(ACTIVITY)
Write the next part of the biography of Paul N. Siegel, picking up after its last sentence.

(DOCUMENT TEXT)
****************************************

His parents were Jewish immigrants to the U.S. from eastern Poland, which at the time was under Tsarist Russian rule. Although his mother was a very religious woman, Paul Siegel was not required to attend synagogue, and he never became religious. At an early age the child began to read extensively and soon became a veritable bookworm.

At the age of 15, Paul N. Siegel already considered himself a socialist. In 1936 he joined the Young Communist League, the youth organization of the Communist Party. He attended Harvard University where he graduated as M.A. in 1939 and earned a PhD in English literature in 1941.

During his time at Harvard and after the Moscow show trials, he gradually moved away from the Stalinist Communist Party. After reading Trotsky’s Revolution Betrayed he became a close sympathizer of Trotskyism. He soon joined the Socialist Workers Party and launched an SWP branch in Cambridge which soon fused with the Boston branch. Siegel sided with James P. Cannon when the SWP split between Cannon and Max Shachtman occurred in 1940.

When the US decided to intervene in World War II, Siegel was drafted. For some four years he served in the Medical Administration Corps of the U.S. Army and rose to the rank of captain. He still kept in touch with the SWP during the war and made efforts to educate his army cohorts about activities of the United States around the world.

After the war, Siegel became a teacher and instructor of English literature, first at the University of Connecticut, then from 1946–1949 at the College of the City of New York. During his time in New York he was very active in the Socialist Workers Party branch there, and wrote in the Militant under the pseudonym Paul Shapiro. In January 1948, he married Edith Zwerling (born 1907), also an SWP member, whom he met in New York. They had a daughter named Rosalind in May 1950. In 1949 they moved to Wisconsin where Siegel taught at the Ripon College (1949–1956).

****************************************

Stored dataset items

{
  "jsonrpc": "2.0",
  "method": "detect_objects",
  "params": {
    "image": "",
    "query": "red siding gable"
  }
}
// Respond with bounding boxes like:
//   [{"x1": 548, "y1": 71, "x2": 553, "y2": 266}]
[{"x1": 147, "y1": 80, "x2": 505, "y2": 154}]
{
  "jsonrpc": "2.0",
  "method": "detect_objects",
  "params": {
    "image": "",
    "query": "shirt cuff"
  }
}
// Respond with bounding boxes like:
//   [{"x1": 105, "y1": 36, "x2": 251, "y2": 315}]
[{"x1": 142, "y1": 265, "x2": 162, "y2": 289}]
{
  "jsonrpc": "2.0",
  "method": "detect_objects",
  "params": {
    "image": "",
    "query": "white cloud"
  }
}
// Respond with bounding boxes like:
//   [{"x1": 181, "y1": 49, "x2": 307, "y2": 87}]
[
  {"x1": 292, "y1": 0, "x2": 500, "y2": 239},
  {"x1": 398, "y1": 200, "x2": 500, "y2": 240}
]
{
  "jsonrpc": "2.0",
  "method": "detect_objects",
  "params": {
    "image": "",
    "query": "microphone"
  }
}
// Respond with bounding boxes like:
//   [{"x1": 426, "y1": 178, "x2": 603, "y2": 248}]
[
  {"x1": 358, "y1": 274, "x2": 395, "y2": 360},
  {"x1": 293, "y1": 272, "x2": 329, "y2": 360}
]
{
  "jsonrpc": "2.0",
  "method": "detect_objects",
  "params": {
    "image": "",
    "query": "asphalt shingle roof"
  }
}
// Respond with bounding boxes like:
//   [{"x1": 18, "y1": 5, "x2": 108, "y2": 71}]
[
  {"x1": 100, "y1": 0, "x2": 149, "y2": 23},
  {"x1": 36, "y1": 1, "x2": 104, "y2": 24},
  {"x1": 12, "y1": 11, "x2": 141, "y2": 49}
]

****************************************

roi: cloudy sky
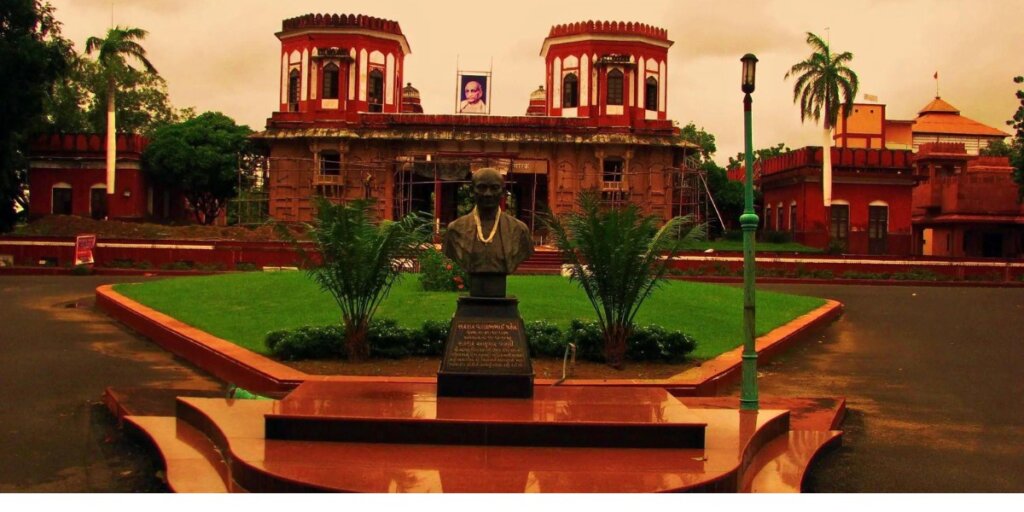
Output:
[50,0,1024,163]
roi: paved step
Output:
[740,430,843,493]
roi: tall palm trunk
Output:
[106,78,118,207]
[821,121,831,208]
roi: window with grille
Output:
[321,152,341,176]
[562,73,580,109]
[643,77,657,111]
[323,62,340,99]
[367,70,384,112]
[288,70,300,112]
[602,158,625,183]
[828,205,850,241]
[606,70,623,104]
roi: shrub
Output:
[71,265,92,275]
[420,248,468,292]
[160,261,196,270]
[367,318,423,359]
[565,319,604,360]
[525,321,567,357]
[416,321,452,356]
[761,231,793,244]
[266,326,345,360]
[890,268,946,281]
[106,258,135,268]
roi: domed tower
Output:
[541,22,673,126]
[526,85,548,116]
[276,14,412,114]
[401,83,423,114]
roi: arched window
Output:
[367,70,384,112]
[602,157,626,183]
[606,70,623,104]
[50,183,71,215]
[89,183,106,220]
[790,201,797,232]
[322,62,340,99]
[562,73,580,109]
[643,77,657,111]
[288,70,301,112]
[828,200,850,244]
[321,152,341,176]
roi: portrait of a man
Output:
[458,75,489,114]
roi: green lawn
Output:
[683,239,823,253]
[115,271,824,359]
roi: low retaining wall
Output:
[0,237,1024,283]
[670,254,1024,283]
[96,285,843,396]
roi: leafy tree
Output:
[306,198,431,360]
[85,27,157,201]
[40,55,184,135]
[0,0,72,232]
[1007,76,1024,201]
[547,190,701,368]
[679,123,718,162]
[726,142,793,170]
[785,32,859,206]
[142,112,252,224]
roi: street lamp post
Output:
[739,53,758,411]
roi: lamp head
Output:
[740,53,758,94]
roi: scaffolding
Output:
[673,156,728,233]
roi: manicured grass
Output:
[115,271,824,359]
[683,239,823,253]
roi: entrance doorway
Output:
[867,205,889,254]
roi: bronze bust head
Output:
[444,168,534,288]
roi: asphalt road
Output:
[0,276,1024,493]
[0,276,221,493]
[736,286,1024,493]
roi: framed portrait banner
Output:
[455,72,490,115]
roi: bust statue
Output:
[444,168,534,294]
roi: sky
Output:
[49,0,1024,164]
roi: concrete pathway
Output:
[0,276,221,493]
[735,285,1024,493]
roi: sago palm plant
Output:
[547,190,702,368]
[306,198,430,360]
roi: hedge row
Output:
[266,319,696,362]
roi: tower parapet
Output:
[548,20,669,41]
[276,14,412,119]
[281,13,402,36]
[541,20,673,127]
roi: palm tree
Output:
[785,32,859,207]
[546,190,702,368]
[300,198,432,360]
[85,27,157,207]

****************************************

(RESPONSE BELOW)
When a factional struggle unfolded in the SWP in the early 1950s, Siegel and his wife sided with Bert Cochran and the Cochranites, a group that considered the SWP too sectarian, and they left the party in 1953 to launch a new group, the American Socialist Union.

In 1956, Siegel became professor of English at Long Island University (Brooklyn, NYC) and chairman of the English literature department of that university (1956–1971). During the 1960s, Siegel became very active in the movement against the Vietnam War. At this time, Siegel also started to reconsider his opinions about the Socialist Workers Party, and he eventually re-joined the SWP in 1978 after retiring from his university job. He wrote the introduction to some of the books by Trotsky published by Pathfinder Press. However, in the 1980s, Siegel sided with an opposition current within the SWP criticizing the new leadership under Jack Barnes, saying it was drifting away from Trotskyism. Siegel left the SWP in 1983. He became a founding member of the Socialist Action group together with other Trotskyists who had left or been expelled from the SWP.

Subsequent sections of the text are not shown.